WORK TO BE COMPLETED :: Locate each line below that includes "leaf" and reproduce it.

#### SUPPLIED ENTRIES ####

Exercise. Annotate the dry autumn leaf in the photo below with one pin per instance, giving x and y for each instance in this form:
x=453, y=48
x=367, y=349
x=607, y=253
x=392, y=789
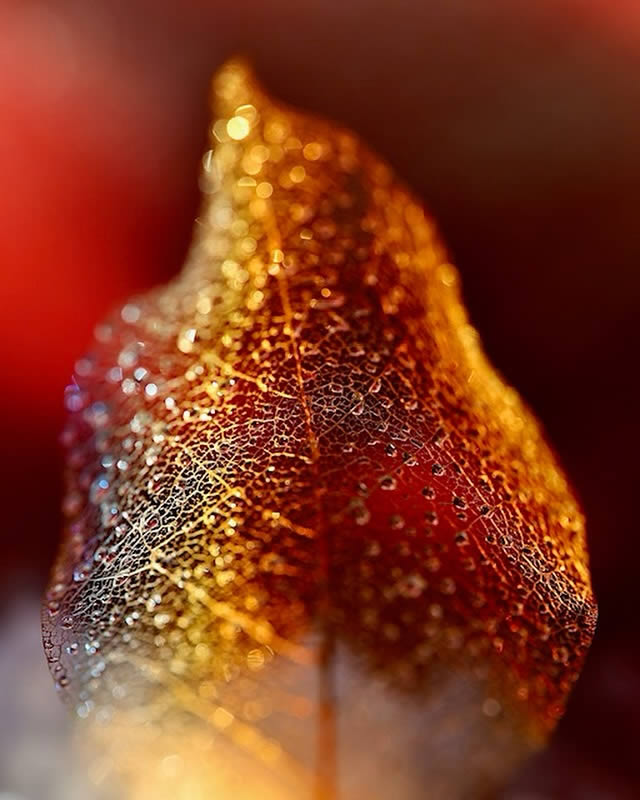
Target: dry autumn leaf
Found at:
x=315, y=547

####

TASK ANSWER ::
Exercise. Annotate the dry autumn leaf in the photo below with one pin per instance, giving x and y for each instance in this form:
Target: dry autumn leaf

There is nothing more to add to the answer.